> Your goal:
For the records below, say how many lines contain the string "crane". Give the number only.

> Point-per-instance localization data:
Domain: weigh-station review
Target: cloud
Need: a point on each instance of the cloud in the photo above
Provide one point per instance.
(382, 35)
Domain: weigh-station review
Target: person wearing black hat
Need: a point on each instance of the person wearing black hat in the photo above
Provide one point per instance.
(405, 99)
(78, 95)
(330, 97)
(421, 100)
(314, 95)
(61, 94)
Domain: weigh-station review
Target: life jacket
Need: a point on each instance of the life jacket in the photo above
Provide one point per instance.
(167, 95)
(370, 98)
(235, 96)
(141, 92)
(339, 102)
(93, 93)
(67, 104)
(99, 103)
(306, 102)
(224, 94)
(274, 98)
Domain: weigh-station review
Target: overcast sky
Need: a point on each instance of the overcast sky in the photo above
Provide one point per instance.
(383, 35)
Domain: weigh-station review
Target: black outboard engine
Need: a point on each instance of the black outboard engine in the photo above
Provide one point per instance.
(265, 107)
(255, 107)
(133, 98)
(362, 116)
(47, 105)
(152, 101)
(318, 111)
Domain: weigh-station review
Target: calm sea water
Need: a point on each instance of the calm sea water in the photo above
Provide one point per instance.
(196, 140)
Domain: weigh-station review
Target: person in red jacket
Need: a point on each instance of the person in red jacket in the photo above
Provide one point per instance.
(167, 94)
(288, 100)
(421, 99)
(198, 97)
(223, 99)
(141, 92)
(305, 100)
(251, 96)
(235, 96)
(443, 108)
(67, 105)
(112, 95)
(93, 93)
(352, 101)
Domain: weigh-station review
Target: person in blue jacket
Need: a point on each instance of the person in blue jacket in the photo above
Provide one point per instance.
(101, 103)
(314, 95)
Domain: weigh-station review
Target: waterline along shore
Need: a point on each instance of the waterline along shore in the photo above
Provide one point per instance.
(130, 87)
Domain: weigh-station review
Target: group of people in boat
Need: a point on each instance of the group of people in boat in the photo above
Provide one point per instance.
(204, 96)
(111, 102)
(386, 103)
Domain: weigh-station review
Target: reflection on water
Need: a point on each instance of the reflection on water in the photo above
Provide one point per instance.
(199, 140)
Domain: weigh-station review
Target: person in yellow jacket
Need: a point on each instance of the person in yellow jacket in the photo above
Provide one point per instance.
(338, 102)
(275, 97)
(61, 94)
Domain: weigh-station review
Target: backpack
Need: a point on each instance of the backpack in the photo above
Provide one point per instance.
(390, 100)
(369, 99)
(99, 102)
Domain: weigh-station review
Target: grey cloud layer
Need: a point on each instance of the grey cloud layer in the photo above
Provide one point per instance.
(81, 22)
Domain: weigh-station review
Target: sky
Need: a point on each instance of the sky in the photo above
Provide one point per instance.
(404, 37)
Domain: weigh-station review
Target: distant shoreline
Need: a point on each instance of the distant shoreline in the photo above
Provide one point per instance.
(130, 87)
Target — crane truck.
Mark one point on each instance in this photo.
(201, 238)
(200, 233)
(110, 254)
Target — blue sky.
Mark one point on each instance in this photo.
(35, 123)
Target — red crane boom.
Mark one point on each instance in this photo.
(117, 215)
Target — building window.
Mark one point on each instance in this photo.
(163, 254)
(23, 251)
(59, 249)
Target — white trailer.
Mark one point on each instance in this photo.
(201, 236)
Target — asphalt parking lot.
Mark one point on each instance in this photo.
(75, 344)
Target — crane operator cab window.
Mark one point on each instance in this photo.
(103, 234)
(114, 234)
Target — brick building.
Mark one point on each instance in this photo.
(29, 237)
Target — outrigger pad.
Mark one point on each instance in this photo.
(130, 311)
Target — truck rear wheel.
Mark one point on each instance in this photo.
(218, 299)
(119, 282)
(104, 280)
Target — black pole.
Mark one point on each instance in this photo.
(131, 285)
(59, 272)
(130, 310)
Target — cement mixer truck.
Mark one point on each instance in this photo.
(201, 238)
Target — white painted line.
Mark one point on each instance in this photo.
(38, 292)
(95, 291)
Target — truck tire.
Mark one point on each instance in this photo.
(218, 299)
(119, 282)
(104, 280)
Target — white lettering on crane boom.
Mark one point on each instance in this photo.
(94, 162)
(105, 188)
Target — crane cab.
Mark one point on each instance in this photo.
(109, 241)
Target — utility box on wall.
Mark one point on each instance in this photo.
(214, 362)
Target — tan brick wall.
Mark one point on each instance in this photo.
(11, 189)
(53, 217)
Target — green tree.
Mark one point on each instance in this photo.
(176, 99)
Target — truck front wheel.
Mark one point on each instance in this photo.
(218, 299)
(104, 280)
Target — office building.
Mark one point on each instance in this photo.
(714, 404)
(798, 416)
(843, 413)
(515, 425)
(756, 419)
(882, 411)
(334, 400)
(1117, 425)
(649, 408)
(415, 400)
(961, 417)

> Response area:
5